# JOB:
Quote the listing in full, exactly as given, minus any pictures.

# RECORDS SHOWN:
━━━━━━━━━━━━━━━━

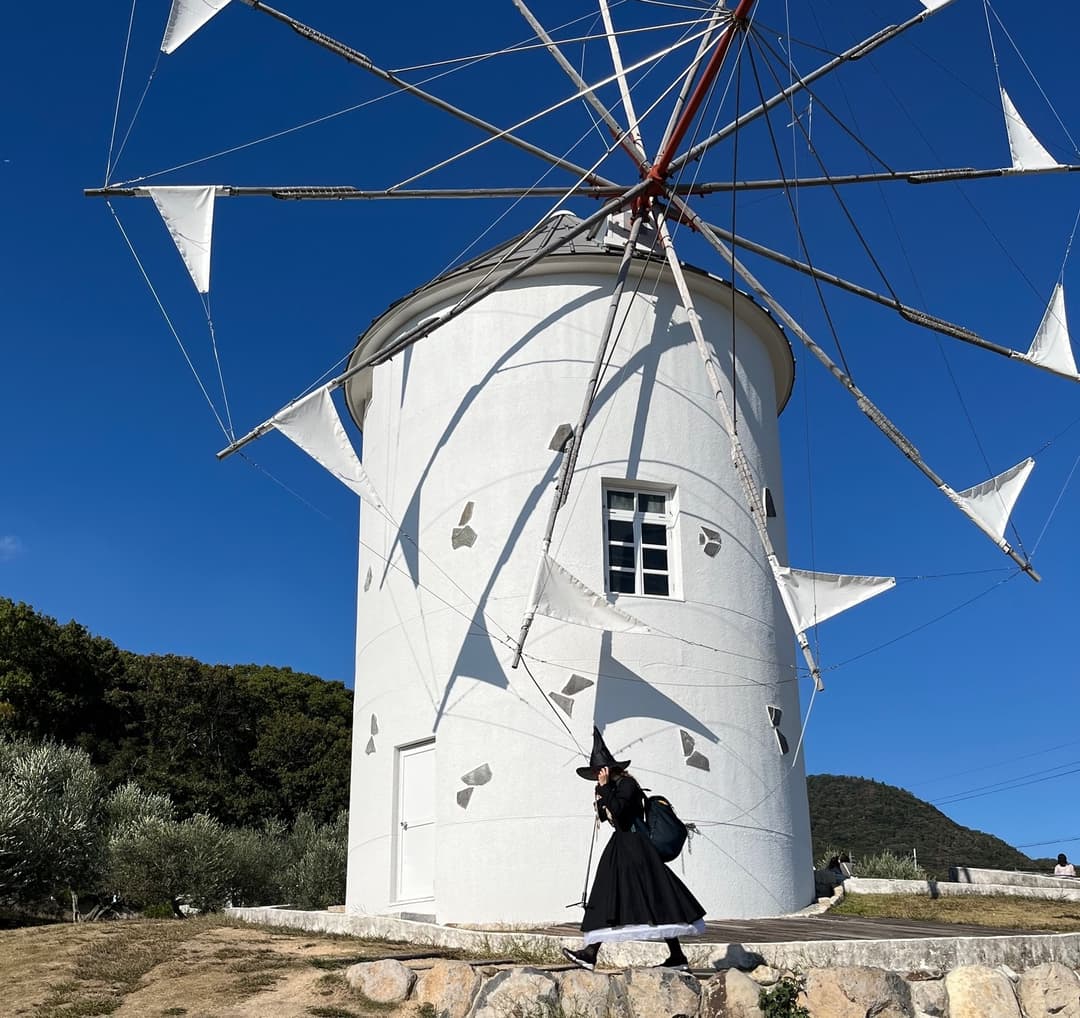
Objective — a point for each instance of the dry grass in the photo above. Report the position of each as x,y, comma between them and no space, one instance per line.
205,967
1035,914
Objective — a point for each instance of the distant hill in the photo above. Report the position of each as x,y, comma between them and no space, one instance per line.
245,743
864,817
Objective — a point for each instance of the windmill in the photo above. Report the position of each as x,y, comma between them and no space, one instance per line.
580,425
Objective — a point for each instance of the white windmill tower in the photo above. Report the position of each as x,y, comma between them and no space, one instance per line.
579,429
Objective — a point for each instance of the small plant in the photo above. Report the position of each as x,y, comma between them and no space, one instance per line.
890,866
782,1001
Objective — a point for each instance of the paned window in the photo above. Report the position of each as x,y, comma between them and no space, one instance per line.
637,533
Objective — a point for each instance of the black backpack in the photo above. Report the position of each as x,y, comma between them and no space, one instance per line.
663,828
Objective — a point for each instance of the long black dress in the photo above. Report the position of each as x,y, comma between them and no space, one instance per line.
635,896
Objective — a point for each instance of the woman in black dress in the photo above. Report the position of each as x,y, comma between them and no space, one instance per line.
634,896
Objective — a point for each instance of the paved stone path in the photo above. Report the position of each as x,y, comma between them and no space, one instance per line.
824,927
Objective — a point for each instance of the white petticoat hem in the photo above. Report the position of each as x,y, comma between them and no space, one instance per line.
611,934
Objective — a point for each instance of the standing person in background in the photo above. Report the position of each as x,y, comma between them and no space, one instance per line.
634,896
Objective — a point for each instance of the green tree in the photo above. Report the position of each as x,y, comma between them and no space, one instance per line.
51,831
53,679
174,862
316,855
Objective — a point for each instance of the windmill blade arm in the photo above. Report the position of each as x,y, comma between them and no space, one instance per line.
426,328
903,176
618,132
346,192
914,315
868,408
853,53
363,62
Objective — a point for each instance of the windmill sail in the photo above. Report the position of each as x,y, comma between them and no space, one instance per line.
185,18
1051,347
188,213
313,424
1027,151
558,594
990,503
812,597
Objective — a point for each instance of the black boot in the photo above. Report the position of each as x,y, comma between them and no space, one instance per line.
585,958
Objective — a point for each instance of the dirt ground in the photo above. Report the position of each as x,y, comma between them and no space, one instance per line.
197,967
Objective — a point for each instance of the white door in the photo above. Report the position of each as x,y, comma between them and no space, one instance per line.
416,823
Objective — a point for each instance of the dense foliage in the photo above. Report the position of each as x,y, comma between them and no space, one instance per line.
241,743
867,818
64,835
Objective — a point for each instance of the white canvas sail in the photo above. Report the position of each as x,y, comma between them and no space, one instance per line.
1051,347
313,424
1027,152
812,597
185,18
558,594
990,503
188,213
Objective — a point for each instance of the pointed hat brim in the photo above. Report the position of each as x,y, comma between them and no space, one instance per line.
591,773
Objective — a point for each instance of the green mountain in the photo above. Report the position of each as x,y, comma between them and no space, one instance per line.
244,743
864,817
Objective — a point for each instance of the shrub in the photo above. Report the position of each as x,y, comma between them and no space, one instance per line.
172,860
889,866
129,806
51,838
782,1000
257,859
315,862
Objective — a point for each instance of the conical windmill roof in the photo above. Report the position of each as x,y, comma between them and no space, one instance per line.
605,243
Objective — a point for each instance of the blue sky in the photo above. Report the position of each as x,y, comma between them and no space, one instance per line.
115,512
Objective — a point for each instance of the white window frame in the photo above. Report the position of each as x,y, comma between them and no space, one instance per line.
636,518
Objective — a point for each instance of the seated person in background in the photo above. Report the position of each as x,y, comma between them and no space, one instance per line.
1064,867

━━━━━━━━━━━━━━━━

# RESULT FOR THIS TASK:
Objective — a point for each instance of the dry grass in the photo above. Report the position of each as x,y, comma between them and no space, one instance per line.
205,967
1035,914
Objective — a point for each instance of the distant hill in the photo above. Report the position of each as x,y, comma between them and no space, one instance per line.
245,743
864,817
Objective — a point for each instance of the windmill in the photo above. Report the position of each as x,y, comma between them and no space, one instance per line.
580,425
Objective — a point for each instance of the white windmill tower in the photo above. Report the position of each as x,y, comma between them and no space, one instance per line.
579,429
Objective — a point for each instance of the small plant in the photo above. Report the position of each as x,y, comma between them and no space, one instance per line.
890,866
782,1001
Objective — a point for each instance of the paned window in the photo above. Report the position of each as x,y, comma between them and no space, one instance per line.
637,533
Objective — a point for each instance of the black backpack in the photo above. Report the position of each as x,y, comma between them and no space, one instance per line.
663,828
Objective — a point for each instance of the long black dress in the photo above. Report the position of each as x,y, comma between them and no space, one instance per line.
635,896
Objective — a point for each instance of the woman in black dress in the photo above. Report the position of each as x,y, comma between them and no space, one instance per line.
634,896
Objective — a point for each instance of the paved stone path in the photo above. Report the position of each as x,y, comma between them and no space, one instance per line.
824,927
Objective — a point for each instance of the white petticoat hem in the photo above. Report the position of each as x,y, comma between them and no space, one instance per line.
611,934
Objective — a point for each instance of the standing person in background in the photo above. Report the position of each as x,y, comma between them and no space, one instance per line.
634,896
Objective — a point for each instance of the green tree in the photo above. Report the position of each as x,y, comma between them and no space, one instance per line.
51,831
53,679
174,862
316,855
Objective — a point for each instance of the windmill blade arm in the photo above. Report the position of each as x,y, comma between them and no space, one instance per line.
426,328
903,176
618,132
346,192
914,315
868,408
853,53
363,62
Objective — a point for each instance of the windmill sail in the photo above. Report the position of each as x,y, comma between them and no space, one instance per line.
185,18
1051,347
188,213
313,424
1027,151
558,594
990,503
812,597
Objective — a point for each instance of the black boot in the photo above. Report the position of each as x,y, comma between them and no space, one instance per line.
585,958
Objective — a point for each instance of the dirt ground in the photo above. Report the position of each as x,y, comma between them and no space, one instance per line.
197,967
Objective — a point for each instance of the white door in the photo above. Report the position of each as x,y, comma between them and no space, one instance per line.
416,823
Objective — a point for each instance of the dense foliage in the photo above. Report the position of each as x,y, comma between them and no space, one instance per line.
241,743
867,818
64,835
Objective — a point for each instance of the white canvas sail in the photo above. Report the position of each as x,y, comma between them and no space, one instance per line.
1051,347
313,424
1027,152
812,597
185,18
558,594
990,503
188,213
Objective — a point for each instance of the pointed hat brim in the photo above. Report the position of each as x,y, comma between them and no space, one instance per line.
591,773
Objective — a point for each instance of the green mountain in the photo above. Report the position of each as x,y, comma between them and no space, one instance per line.
244,743
864,817
Objective — a point for each instance of the shrub in the photo above. Report the position of each as x,y, comma between them and no space, one instance per line.
172,860
889,866
129,806
51,838
782,1000
257,859
315,862
Objective — a point for each instance of the conical windmill roof in the photo above. Report the position of each as x,y, comma between them and no space, one instance per line.
605,243
Objective — a point for each instance of the blue sky in the photo above. Report the position of each as x,y, comma between them and no space, one instance per line.
115,512
Objective — a point for each instance of the white window frame in the photo above. Report the position of each as x,y, comma between them and no space, one instance per line.
636,518
Objective — a point for each instance of the seated person in background in the photo above. Report the position of each as x,y, comma between them and no space, one instance per line.
1064,867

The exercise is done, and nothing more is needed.